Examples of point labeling
⟨

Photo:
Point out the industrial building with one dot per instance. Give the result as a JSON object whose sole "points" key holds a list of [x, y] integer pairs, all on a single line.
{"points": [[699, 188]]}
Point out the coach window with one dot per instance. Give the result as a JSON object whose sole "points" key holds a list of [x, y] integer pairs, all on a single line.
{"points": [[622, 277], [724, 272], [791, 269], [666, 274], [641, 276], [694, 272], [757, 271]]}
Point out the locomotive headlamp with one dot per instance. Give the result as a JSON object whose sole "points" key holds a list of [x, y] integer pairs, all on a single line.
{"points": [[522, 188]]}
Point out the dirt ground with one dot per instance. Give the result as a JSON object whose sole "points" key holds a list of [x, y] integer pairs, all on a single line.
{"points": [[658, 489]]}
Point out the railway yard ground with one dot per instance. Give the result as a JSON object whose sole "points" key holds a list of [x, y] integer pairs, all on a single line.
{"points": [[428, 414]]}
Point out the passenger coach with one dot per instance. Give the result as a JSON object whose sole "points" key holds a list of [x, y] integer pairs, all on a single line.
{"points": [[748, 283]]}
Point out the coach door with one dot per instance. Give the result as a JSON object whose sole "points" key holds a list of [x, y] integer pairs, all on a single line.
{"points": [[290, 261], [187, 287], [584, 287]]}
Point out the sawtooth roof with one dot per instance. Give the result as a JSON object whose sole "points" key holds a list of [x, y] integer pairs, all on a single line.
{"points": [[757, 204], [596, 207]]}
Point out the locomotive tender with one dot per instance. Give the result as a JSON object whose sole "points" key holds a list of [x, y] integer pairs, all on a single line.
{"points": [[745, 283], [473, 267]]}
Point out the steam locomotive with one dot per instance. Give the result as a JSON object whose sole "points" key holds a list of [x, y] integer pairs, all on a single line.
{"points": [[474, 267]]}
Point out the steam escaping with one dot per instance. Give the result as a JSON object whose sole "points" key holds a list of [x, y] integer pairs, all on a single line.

⟩

### [Directive]
Format every row above as a numbered list, leaving out any blank lines.

### [Reply to the task]
1. Photo:
2. Point out the industrial building with one dot per instance. Give the result as a JSON object whose sole "points" key holds a list of [x, y] integer pairs, all on a single line.
3. {"points": [[699, 188]]}
4. Point out the coach window with one dot per instance. Give the result as a JSON object whose sole "points" key holds a list of [x, y] integer pairs, all on a single line.
5. {"points": [[622, 277], [724, 272], [791, 269], [666, 274], [641, 276], [694, 272], [757, 271]]}
6. Point out the locomotive headlamp with one dot per instance. Give the result as a JSON object whose sole "points" key holds a list of [x, y] integer pairs, all on a single line.
7. {"points": [[522, 188]]}
8. Point out the dirt ground with one dot per instance. Give the result as a JSON object whose sole "points" key holds a list of [x, y] integer pairs, all on a single line.
9. {"points": [[658, 489]]}
10. Point out the railway yard ground with one dot per instance. Give the result as a JSON object whose sole "points" key holds a list of [x, y] integer pairs, all on a single line.
11. {"points": [[428, 414]]}
12. Point out the passenger coach with one dot per instance. Give the result as a JSON object whose sole "points" key holds a list of [x, y] integer pairs, all on a single line.
13. {"points": [[748, 283]]}
14. Point out the coach door with one dot per instance. Give the result as a JSON object whose sole "points" key holds a list of [x, y] integer pairs, all on a single line.
15. {"points": [[290, 261], [187, 287], [584, 287]]}
16. Point out the sawtooth roof with one dot per instance. Give the result as a JSON object whose sole "points" key holds a list of [x, y] integer pairs, all on a single line.
17. {"points": [[757, 204], [596, 207]]}
18. Point out the locomotive tender with one dot per instance. Give the result as a JSON object whose sole "points" key holds a list of [x, y] integer pairs, all on a single line.
19. {"points": [[745, 283], [473, 267]]}
20. Point out the steam locomotive with one dot per instance. Give the result as a JSON object whose sole "points" key holds a list of [x, y] integer pairs, all on a single line.
21. {"points": [[474, 267]]}
22. Point out the steam escaping with one dot per instance. Give the result as a JSON object whose sole "points" key holds a list of [x, y] integer pairs, all on a single line.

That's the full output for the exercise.